# The request
Which lines of the material below contain the word "table"? Show each of them in full.

# Dataset

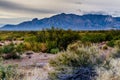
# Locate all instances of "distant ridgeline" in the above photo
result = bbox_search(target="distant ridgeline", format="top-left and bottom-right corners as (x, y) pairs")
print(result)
(0, 13), (120, 31)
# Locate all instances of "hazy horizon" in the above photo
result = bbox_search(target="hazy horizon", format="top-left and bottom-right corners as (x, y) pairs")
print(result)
(0, 0), (120, 25)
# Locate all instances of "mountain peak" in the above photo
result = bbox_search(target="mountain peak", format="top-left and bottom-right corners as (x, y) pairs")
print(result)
(0, 13), (120, 31)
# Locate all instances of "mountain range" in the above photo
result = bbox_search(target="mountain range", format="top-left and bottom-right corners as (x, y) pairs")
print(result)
(0, 13), (120, 31)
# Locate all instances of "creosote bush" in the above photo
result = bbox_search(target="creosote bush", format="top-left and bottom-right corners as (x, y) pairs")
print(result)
(0, 43), (24, 59)
(50, 46), (101, 67)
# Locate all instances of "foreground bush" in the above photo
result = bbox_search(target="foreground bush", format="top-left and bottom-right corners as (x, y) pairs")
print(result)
(96, 58), (120, 80)
(0, 43), (24, 59)
(50, 47), (101, 67)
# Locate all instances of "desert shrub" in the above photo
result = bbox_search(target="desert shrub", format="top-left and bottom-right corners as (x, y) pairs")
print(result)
(24, 42), (32, 50)
(107, 40), (115, 47)
(115, 40), (120, 49)
(40, 43), (47, 52)
(46, 41), (57, 52)
(0, 65), (20, 80)
(50, 47), (99, 67)
(16, 43), (25, 54)
(96, 58), (120, 80)
(50, 48), (59, 54)
(103, 45), (108, 50)
(0, 44), (24, 59)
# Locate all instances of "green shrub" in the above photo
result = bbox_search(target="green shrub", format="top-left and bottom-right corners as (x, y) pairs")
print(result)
(0, 44), (24, 59)
(115, 40), (120, 49)
(0, 65), (20, 80)
(107, 40), (115, 47)
(50, 47), (99, 67)
(50, 48), (59, 54)
(103, 45), (108, 50)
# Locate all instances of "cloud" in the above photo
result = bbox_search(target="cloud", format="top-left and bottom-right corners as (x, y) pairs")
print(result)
(0, 0), (56, 14)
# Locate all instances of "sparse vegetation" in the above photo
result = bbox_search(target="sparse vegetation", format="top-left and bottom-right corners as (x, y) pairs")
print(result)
(0, 27), (120, 80)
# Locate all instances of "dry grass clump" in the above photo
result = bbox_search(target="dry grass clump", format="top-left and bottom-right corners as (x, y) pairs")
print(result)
(96, 58), (120, 80)
(50, 46), (102, 67)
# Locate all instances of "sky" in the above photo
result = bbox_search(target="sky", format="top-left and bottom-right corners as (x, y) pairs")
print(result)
(0, 0), (120, 26)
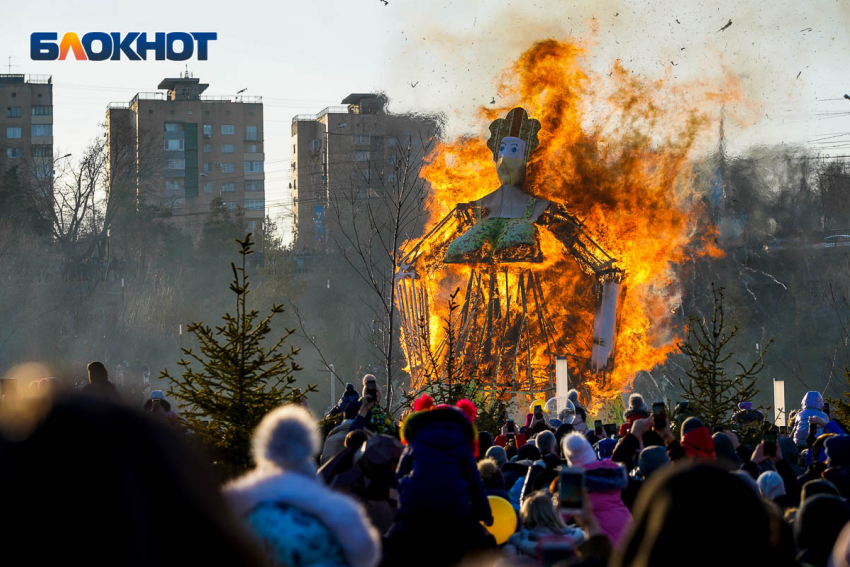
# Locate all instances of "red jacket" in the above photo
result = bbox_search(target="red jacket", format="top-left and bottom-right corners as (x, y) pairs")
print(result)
(681, 426), (717, 462)
(493, 433), (525, 449)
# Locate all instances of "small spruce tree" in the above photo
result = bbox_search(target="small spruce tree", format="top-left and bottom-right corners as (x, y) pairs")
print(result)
(160, 233), (315, 475)
(678, 285), (773, 429)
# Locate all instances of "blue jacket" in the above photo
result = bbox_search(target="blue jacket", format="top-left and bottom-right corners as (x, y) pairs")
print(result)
(792, 392), (829, 447)
(397, 407), (493, 525)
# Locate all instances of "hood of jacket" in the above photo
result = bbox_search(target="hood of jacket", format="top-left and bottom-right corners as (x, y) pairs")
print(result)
(681, 426), (717, 461)
(801, 391), (823, 411)
(229, 469), (381, 567)
(582, 459), (629, 493)
(401, 407), (478, 451)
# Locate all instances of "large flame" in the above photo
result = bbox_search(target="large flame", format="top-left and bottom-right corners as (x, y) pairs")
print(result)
(408, 40), (740, 406)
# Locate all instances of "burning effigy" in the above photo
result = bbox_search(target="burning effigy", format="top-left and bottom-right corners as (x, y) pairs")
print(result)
(396, 40), (728, 407)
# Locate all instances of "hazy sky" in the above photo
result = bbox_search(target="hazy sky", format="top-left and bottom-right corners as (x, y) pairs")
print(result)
(0, 0), (850, 242)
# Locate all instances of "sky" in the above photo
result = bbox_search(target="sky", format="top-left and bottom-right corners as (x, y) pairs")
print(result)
(0, 0), (850, 243)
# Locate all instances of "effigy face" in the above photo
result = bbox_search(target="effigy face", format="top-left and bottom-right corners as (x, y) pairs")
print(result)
(444, 108), (549, 264)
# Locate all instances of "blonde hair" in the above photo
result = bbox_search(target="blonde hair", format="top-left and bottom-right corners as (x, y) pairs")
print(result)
(520, 492), (567, 533)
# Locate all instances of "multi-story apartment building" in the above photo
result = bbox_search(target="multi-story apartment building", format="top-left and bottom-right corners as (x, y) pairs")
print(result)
(290, 93), (437, 252)
(106, 73), (265, 236)
(0, 75), (53, 187)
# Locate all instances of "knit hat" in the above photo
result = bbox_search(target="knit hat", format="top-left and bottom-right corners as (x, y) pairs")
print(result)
(486, 445), (508, 467)
(756, 471), (785, 500)
(517, 443), (540, 462)
(682, 417), (705, 435)
(561, 433), (596, 467)
(596, 439), (617, 460)
(623, 392), (649, 419)
(823, 435), (850, 467)
(638, 445), (670, 478)
(251, 405), (321, 475)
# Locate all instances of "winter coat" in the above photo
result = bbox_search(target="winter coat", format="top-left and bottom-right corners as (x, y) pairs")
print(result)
(397, 407), (493, 524)
(671, 426), (717, 462)
(225, 468), (381, 567)
(821, 465), (850, 498)
(792, 392), (829, 447)
(503, 526), (584, 558)
(319, 419), (373, 465)
(582, 459), (632, 546)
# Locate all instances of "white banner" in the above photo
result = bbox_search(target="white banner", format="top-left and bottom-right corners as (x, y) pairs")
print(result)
(773, 378), (788, 427)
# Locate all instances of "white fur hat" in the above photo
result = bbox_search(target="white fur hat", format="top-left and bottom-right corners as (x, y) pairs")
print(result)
(252, 405), (320, 472)
(561, 433), (596, 467)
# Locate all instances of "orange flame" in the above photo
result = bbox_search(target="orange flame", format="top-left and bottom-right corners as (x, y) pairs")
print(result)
(408, 40), (741, 406)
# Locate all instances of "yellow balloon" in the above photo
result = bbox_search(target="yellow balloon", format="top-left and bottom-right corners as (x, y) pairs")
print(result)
(482, 496), (516, 545)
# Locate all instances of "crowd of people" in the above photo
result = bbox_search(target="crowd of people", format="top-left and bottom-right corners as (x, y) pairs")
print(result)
(0, 363), (850, 567)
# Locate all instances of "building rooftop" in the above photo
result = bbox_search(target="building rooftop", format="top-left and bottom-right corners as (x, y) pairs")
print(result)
(0, 74), (53, 85)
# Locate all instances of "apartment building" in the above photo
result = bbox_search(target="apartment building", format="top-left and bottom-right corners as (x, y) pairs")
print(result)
(290, 93), (437, 252)
(106, 73), (265, 237)
(0, 74), (53, 188)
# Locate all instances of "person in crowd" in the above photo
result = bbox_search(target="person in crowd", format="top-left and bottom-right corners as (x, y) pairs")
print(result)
(319, 400), (373, 465)
(142, 390), (180, 423)
(821, 435), (850, 498)
(82, 361), (120, 402)
(225, 405), (380, 567)
(383, 395), (495, 566)
(0, 394), (266, 567)
(610, 461), (793, 567)
(567, 389), (587, 435)
(493, 421), (526, 450)
(794, 494), (850, 567)
(620, 445), (670, 510)
(486, 445), (508, 469)
(620, 393), (649, 437)
(792, 391), (829, 447)
(563, 433), (632, 547)
(504, 492), (586, 559)
(326, 430), (402, 534)
(336, 382), (360, 419)
(711, 432), (741, 471)
(478, 458), (510, 501)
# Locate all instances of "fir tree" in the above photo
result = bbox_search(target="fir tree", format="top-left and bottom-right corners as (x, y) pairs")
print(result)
(678, 285), (773, 429)
(160, 233), (315, 474)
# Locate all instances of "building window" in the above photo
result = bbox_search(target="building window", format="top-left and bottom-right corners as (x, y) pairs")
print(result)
(245, 199), (266, 211)
(32, 124), (53, 137)
(32, 144), (53, 157)
(245, 179), (264, 193)
(245, 160), (263, 173)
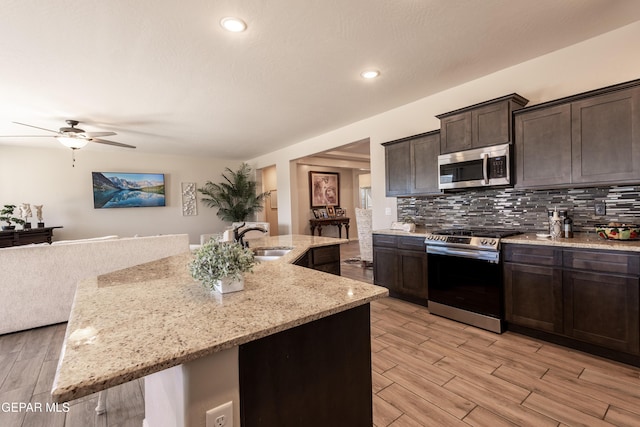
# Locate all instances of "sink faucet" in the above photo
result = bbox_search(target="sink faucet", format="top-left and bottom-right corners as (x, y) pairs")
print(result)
(233, 222), (267, 248)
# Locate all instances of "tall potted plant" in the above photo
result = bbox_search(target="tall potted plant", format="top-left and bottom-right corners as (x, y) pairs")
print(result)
(198, 163), (269, 222)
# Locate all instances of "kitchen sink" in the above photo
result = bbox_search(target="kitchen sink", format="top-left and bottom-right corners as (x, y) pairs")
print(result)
(253, 246), (293, 262)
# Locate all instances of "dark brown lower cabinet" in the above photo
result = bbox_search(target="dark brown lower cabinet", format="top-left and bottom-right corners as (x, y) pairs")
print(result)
(373, 234), (428, 305)
(238, 304), (373, 427)
(504, 263), (563, 333)
(503, 244), (640, 366)
(562, 271), (640, 354)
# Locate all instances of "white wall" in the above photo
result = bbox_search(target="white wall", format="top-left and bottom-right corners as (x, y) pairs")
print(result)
(262, 166), (278, 236)
(0, 145), (240, 243)
(250, 21), (640, 232)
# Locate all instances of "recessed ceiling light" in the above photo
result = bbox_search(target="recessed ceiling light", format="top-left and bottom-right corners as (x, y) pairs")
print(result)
(360, 70), (380, 79)
(220, 17), (247, 33)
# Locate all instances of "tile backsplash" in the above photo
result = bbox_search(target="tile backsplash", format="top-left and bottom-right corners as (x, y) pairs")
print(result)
(398, 186), (640, 232)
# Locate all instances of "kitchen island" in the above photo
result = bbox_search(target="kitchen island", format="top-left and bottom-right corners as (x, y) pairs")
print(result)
(52, 235), (387, 427)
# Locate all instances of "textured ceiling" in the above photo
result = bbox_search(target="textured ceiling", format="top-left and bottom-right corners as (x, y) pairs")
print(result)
(0, 0), (640, 159)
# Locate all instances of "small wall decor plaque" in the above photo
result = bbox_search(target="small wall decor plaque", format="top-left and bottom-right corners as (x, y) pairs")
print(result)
(182, 182), (198, 216)
(309, 172), (340, 209)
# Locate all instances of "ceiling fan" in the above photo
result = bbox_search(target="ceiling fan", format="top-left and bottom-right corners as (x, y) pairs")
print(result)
(1, 120), (136, 150)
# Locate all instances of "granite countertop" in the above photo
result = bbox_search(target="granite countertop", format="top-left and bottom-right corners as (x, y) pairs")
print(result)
(373, 227), (640, 252)
(373, 227), (431, 237)
(501, 233), (640, 252)
(51, 235), (388, 402)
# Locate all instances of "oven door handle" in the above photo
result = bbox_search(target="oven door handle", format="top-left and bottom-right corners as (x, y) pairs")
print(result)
(482, 153), (489, 185)
(427, 246), (500, 264)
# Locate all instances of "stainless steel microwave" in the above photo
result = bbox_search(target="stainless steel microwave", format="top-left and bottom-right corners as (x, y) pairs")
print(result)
(438, 144), (511, 190)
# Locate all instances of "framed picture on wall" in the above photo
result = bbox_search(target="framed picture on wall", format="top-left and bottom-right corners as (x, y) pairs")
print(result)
(309, 171), (340, 209)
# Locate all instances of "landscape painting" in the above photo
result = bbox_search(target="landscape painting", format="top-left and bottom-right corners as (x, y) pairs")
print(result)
(91, 172), (165, 209)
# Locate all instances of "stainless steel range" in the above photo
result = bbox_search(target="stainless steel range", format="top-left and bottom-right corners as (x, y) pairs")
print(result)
(425, 228), (520, 333)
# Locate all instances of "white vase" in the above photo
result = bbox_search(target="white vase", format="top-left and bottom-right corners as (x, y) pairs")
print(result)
(213, 276), (244, 294)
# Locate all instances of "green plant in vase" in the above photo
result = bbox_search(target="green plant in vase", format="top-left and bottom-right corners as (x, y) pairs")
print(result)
(189, 239), (255, 293)
(198, 163), (270, 222)
(0, 205), (24, 230)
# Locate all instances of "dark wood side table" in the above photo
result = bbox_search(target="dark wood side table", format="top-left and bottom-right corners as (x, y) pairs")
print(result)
(309, 217), (349, 239)
(0, 226), (62, 248)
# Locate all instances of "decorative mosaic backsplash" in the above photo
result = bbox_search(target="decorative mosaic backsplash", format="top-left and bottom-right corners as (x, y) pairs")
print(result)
(398, 186), (640, 232)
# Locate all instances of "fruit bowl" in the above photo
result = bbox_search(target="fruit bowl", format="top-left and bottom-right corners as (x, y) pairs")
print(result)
(596, 223), (640, 240)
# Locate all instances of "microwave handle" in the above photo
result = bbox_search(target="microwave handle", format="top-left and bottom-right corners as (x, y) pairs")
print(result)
(482, 153), (489, 185)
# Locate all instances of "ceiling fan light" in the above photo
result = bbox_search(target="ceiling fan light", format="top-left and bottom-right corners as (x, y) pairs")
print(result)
(360, 70), (380, 79)
(220, 17), (247, 33)
(56, 136), (89, 149)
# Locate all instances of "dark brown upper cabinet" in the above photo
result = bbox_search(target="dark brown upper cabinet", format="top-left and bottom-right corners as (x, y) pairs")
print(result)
(571, 86), (640, 184)
(382, 130), (440, 197)
(515, 104), (571, 188)
(436, 93), (529, 154)
(514, 80), (640, 188)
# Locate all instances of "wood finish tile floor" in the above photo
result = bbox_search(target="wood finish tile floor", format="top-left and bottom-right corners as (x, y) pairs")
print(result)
(0, 244), (640, 427)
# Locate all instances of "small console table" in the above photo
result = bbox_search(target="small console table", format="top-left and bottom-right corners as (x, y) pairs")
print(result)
(0, 226), (62, 248)
(309, 217), (349, 239)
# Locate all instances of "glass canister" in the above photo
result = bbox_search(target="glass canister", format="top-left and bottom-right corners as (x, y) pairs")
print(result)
(549, 211), (564, 239)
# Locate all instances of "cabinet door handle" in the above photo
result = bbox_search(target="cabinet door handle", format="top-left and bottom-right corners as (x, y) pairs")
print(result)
(482, 153), (489, 185)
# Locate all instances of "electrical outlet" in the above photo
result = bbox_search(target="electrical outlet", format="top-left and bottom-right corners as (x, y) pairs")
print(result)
(206, 402), (233, 427)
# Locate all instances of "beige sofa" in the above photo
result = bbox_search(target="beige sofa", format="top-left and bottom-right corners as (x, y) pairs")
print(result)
(0, 234), (189, 334)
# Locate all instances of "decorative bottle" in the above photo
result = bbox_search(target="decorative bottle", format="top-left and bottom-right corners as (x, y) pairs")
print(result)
(549, 210), (563, 239)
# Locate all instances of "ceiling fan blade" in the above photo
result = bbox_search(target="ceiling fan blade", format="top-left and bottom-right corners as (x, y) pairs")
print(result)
(13, 122), (59, 133)
(89, 138), (136, 148)
(84, 132), (117, 138)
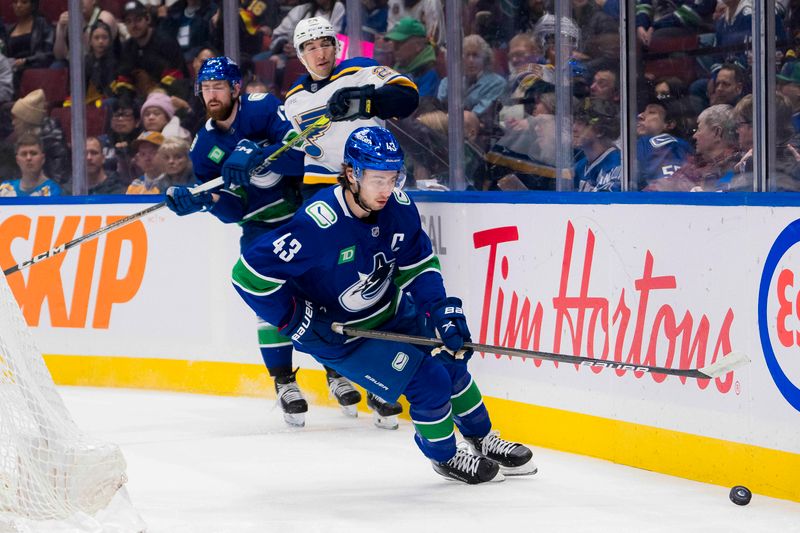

# Exercise solution
# Locate all instances of "dark wood side table" in the above photo
result = bbox_search(target="dark wood side table", format="top-left and bottom-right corners as (x, y) pairs")
# Locate all instances of "small console table" in the above photo
result = bbox_search(target="small console table", format="top-left and bottom-right corners as (x, y) pairs")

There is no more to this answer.